• TASK: Repeat the data precisely as given.

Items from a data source
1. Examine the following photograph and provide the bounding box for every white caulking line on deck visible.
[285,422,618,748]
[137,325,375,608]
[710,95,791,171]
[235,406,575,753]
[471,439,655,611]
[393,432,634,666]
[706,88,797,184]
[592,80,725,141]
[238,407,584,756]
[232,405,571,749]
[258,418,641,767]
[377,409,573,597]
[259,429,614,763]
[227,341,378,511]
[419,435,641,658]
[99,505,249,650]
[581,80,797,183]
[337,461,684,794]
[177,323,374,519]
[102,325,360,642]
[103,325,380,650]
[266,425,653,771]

• RESULT OF THE EXERCISE:
1. Examine the following photograph and provide the bounding box for every white caulking line on deck visible.
[285,422,618,748]
[137,325,375,608]
[710,95,791,171]
[235,406,575,753]
[471,439,655,611]
[393,432,634,666]
[706,88,797,184]
[592,80,725,141]
[238,407,584,756]
[232,405,571,749]
[258,418,641,767]
[377,409,573,597]
[259,429,614,763]
[227,341,378,511]
[419,435,641,658]
[99,505,249,650]
[581,80,797,183]
[337,461,684,794]
[177,323,374,519]
[102,325,360,642]
[103,325,380,650]
[266,425,653,771]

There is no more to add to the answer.